** Problem details **
All records that follow are to be restated exactly.

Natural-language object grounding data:
########################################
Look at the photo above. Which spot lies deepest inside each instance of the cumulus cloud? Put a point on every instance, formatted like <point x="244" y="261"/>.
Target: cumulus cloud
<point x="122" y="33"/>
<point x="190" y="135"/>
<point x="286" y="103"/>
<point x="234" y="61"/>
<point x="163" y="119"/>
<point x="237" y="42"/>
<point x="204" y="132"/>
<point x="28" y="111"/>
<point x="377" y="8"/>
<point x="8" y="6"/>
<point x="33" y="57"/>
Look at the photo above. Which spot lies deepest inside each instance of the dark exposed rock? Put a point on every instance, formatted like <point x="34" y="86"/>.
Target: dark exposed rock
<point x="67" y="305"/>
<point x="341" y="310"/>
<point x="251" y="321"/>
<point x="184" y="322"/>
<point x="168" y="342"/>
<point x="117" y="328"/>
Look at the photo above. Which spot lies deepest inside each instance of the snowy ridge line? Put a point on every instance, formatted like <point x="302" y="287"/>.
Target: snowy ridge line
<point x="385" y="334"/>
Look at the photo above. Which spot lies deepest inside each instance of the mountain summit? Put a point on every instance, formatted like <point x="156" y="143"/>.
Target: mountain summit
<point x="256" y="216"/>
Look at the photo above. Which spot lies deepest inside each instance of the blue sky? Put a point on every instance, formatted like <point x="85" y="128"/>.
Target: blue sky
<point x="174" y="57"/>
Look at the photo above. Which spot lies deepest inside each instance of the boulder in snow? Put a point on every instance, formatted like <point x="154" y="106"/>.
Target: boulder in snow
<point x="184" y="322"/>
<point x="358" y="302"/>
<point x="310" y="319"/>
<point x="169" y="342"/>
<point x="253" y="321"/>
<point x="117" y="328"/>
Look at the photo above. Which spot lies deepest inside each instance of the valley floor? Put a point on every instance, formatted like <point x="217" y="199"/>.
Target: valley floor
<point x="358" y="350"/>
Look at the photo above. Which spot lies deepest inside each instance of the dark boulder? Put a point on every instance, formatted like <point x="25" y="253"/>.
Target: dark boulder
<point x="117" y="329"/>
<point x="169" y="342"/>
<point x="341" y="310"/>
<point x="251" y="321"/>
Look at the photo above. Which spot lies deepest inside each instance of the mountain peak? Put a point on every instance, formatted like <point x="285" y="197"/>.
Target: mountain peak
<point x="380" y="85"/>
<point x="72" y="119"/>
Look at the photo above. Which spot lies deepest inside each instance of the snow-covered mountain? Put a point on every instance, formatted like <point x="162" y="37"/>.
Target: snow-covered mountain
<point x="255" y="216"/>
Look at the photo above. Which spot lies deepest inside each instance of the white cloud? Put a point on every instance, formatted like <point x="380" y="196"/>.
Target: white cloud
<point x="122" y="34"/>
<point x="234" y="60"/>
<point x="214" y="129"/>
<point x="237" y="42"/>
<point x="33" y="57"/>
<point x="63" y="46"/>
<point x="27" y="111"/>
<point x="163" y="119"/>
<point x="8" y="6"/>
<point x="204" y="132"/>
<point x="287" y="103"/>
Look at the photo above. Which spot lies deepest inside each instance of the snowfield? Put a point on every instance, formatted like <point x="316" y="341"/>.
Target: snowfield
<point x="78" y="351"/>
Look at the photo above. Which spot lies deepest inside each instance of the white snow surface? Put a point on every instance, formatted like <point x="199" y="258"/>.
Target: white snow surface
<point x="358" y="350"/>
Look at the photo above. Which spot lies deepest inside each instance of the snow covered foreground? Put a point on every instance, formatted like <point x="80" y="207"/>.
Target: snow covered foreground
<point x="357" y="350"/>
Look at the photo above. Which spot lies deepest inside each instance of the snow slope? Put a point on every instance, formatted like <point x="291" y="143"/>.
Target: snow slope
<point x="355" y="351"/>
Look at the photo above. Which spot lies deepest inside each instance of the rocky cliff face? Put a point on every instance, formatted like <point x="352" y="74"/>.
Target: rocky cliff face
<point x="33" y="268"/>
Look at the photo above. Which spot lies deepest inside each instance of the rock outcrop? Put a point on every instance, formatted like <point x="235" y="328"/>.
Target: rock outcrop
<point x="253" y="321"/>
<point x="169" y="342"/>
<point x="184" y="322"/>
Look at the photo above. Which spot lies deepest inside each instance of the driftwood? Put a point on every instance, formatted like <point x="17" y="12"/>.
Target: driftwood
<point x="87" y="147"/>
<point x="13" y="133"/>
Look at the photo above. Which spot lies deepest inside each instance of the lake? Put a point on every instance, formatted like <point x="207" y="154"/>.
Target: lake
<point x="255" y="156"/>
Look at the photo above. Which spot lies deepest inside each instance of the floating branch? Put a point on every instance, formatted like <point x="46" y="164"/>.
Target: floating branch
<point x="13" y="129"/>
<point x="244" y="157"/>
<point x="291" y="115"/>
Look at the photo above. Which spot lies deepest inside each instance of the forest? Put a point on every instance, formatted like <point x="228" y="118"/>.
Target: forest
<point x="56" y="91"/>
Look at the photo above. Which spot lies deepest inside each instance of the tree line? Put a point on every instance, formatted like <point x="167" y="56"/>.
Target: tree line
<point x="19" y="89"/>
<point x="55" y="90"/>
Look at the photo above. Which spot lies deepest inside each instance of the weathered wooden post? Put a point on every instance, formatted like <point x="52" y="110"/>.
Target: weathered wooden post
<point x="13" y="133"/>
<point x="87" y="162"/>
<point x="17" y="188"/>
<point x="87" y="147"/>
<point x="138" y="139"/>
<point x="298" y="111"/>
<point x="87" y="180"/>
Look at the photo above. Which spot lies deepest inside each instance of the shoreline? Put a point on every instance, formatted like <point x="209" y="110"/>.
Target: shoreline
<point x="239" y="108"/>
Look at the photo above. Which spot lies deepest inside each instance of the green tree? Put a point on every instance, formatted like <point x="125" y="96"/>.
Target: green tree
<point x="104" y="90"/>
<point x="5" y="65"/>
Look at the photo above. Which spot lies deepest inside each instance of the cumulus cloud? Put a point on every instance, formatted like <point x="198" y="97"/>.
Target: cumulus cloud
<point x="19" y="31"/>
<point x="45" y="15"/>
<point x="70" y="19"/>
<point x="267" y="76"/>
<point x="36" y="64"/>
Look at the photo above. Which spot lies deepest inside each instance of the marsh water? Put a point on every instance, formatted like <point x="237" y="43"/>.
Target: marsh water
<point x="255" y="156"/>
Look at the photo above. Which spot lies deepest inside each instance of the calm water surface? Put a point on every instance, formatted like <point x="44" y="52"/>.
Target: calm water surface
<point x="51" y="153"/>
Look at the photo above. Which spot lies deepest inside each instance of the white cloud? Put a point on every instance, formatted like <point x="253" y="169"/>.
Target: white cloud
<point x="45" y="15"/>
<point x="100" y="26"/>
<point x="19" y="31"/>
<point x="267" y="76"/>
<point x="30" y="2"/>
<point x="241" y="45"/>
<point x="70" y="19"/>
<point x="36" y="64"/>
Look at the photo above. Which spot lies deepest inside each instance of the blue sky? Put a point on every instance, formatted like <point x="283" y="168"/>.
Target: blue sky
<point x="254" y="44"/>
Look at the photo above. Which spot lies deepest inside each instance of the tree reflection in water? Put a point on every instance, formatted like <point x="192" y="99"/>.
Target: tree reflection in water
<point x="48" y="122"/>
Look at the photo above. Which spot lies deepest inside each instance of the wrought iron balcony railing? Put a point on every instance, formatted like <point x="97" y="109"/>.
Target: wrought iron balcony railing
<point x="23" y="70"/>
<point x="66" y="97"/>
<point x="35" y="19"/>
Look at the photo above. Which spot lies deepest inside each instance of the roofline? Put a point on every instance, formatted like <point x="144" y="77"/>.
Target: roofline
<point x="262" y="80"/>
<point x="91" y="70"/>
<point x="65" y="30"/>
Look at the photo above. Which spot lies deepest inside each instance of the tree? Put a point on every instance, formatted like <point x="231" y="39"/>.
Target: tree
########################################
** Answer to the problem **
Look at the photo above. Which spot lies deepest inside each instance of the cumulus cloud? Put a point on every instance, formatted like <point x="244" y="261"/>.
Target: cumulus cloud
<point x="122" y="33"/>
<point x="190" y="135"/>
<point x="286" y="103"/>
<point x="234" y="61"/>
<point x="163" y="119"/>
<point x="237" y="42"/>
<point x="204" y="132"/>
<point x="28" y="111"/>
<point x="377" y="8"/>
<point x="8" y="6"/>
<point x="33" y="57"/>
Look at the photo above. Which spot lies deepest inside each instance of the dark exposed rock? Put a point on every instance, formatted like <point x="34" y="86"/>.
Target: dark exposed rock
<point x="67" y="305"/>
<point x="341" y="310"/>
<point x="251" y="321"/>
<point x="184" y="322"/>
<point x="168" y="342"/>
<point x="117" y="328"/>
Look at the photo above. Which spot lies deepest inside each instance of the snowy ridge line? Put a point on every instance, formatted like <point x="302" y="287"/>.
Target: snowy ridge line
<point x="385" y="334"/>
Look at the photo above. Which spot lies deepest inside each instance of the mountain summit? Put a point on every instance, formatted like <point x="156" y="143"/>.
Target: mountain summit
<point x="256" y="216"/>
Look at the photo above. Which spot lies deepest inside each instance of the blue sky? Put a point on every instance, formatted like <point x="85" y="128"/>.
Target: blue sky
<point x="174" y="57"/>
Look at the photo above. Which spot lies deepest inside each instance of the boulder in snow? Put a point on every instance, formatted like <point x="154" y="106"/>.
Target: boulder in snow
<point x="184" y="322"/>
<point x="358" y="302"/>
<point x="310" y="319"/>
<point x="169" y="342"/>
<point x="253" y="321"/>
<point x="117" y="328"/>
Look at the photo above. Which spot lies deepest inside each instance of the valley floor? Put a point on every instance, formatted like <point x="217" y="199"/>.
Target: valley floor
<point x="358" y="350"/>
Look at the photo above. Which spot lies deepest inside each instance of the dark boulder? Put a point on every instance, formatted like <point x="25" y="253"/>.
Target: dark boulder
<point x="117" y="329"/>
<point x="169" y="342"/>
<point x="341" y="310"/>
<point x="251" y="321"/>
Look at the photo above. Which spot lies deepest inside each instance of the mountain peak? Put a point on every instance, formatted like <point x="285" y="197"/>.
Target: mountain peak
<point x="380" y="85"/>
<point x="72" y="119"/>
Look at the photo above. Which spot lies deepest inside each instance of the snow-covered mountain? Put a point on every instance, formatted like <point x="162" y="37"/>.
Target: snow-covered mountain
<point x="255" y="216"/>
Look at the photo above. Which spot lies deepest inside each instance of the white cloud? Put a point on every instance, formatted like <point x="380" y="196"/>.
Target: white cloud
<point x="122" y="34"/>
<point x="234" y="60"/>
<point x="214" y="129"/>
<point x="237" y="42"/>
<point x="33" y="57"/>
<point x="63" y="46"/>
<point x="27" y="111"/>
<point x="163" y="119"/>
<point x="8" y="6"/>
<point x="204" y="132"/>
<point x="287" y="103"/>
Look at the photo above. Which spot lies deepest inside each instance of the snowfield? Put a point on every instance, formatted like <point x="316" y="341"/>.
Target: snowfield
<point x="78" y="351"/>
Look at the photo above. Which spot lies deepest inside each instance of the white snow surface? Put a point on every instance, formatted like <point x="199" y="258"/>.
Target: white snow surface
<point x="358" y="350"/>
Look at the photo above. Which spot lies deepest inside each instance of the snow covered foreground? Put a point on every instance, formatted like <point x="80" y="207"/>.
Target: snow covered foreground
<point x="357" y="350"/>
Look at the photo above. Which spot lies deepest inside each instance of the snow slope? Put a point on every instance, formatted like <point x="291" y="143"/>.
Target: snow slope
<point x="355" y="351"/>
Look at the photo above. Which spot lies deepest inside each instance of the rocky cliff face? Put a point on every instance, formatted like <point x="352" y="74"/>.
Target: rocky cliff face
<point x="33" y="268"/>
Look at the photo above. Which spot lies deepest inside each instance of the rock outcrop? Put a point on every instance, formatted like <point x="235" y="328"/>.
Target: rock outcrop
<point x="253" y="321"/>
<point x="169" y="342"/>
<point x="184" y="322"/>
Look at the photo above. Which spot lies deepest inside each instance of the driftwood? Put a point on every instance, formatted like <point x="17" y="12"/>.
Target: driftwood
<point x="87" y="147"/>
<point x="13" y="133"/>
Look at the photo above. Which spot lies deepest inside each instance of the lake? Put a point on every instance, formatted like <point x="207" y="154"/>.
Target: lake
<point x="255" y="156"/>
Look at the photo above. Which spot lies deepest inside each instance of the floating branch? Put a point on every instance, formatted like <point x="46" y="164"/>.
Target: floating branch
<point x="13" y="129"/>
<point x="244" y="157"/>
<point x="291" y="115"/>
Look at the photo above. Which spot lies deepest inside each instance of the forest? Put a point on every instance, formatted like <point x="228" y="118"/>.
Target: forest
<point x="56" y="91"/>
Look at the photo above. Which spot lies deepest inside each instance of the tree line? Put a point on every instance, formatted like <point x="167" y="56"/>.
Target: tree line
<point x="19" y="89"/>
<point x="55" y="90"/>
Look at the photo above. Which spot lies deepest inside each instance of the weathered wooden post? Put a point on every instance, formatted like <point x="52" y="110"/>.
Target: weathered wooden post
<point x="13" y="133"/>
<point x="87" y="162"/>
<point x="17" y="188"/>
<point x="87" y="147"/>
<point x="138" y="139"/>
<point x="298" y="111"/>
<point x="87" y="180"/>
Look at the photo above. Which spot lies deepest inside each instance of the shoreline? Put a point on every instance, formatted like <point x="209" y="110"/>.
Target: shoreline
<point x="239" y="108"/>
Look at the photo above. Which spot lies deepest inside each instance of the green tree? Put a point on every instance, formatted like <point x="125" y="96"/>.
Target: green tree
<point x="104" y="90"/>
<point x="5" y="65"/>
Look at the photo above. Which spot lies deepest inside each instance of the cumulus cloud? Put a point on every instance, formatted like <point x="198" y="97"/>.
Target: cumulus cloud
<point x="19" y="31"/>
<point x="45" y="15"/>
<point x="70" y="19"/>
<point x="267" y="76"/>
<point x="36" y="64"/>
Look at the photo above. Which spot lies deepest inside each instance of the marsh water? Put a point on every instance, formatted like <point x="237" y="43"/>.
Target: marsh water
<point x="255" y="156"/>
Look at the photo above. Which spot lies deepest inside each instance of the calm water surface? Put a point on every instance, formatted like <point x="44" y="52"/>.
Target: calm water surface
<point x="51" y="153"/>
Look at the photo above. Which spot lies deepest inside each instance of the white cloud? Put a point on every instance, formatted like <point x="253" y="169"/>.
Target: white cloud
<point x="45" y="15"/>
<point x="100" y="26"/>
<point x="19" y="31"/>
<point x="267" y="76"/>
<point x="30" y="2"/>
<point x="241" y="45"/>
<point x="70" y="19"/>
<point x="36" y="64"/>
Look at the photo above. Which spot lies deepest inside each instance of the blue sky? Put a point on every instance, formatted like <point x="283" y="168"/>.
Target: blue sky
<point x="254" y="44"/>
Look at the photo above. Which spot lies deepest inside each instance of the tree reflection in water? Put a point on every instance, formatted like <point x="192" y="99"/>.
Target: tree reflection in water
<point x="48" y="122"/>
Look at the photo above. Which spot lies deepest inside each instance of the wrought iron balcony railing? Put a point on every instance, formatted like <point x="97" y="109"/>.
Target: wrought iron balcony railing
<point x="23" y="70"/>
<point x="66" y="97"/>
<point x="35" y="19"/>
Look at the photo above. Which spot lies deepest inside each instance of the roofline? Put a point on every instance, formatted like <point x="144" y="77"/>.
Target: roofline
<point x="262" y="80"/>
<point x="91" y="70"/>
<point x="65" y="30"/>
Look at the photo above. Which spot lies deepest inside each instance of the tree? Put a point on every instance, formatted like <point x="231" y="39"/>.
Target: tree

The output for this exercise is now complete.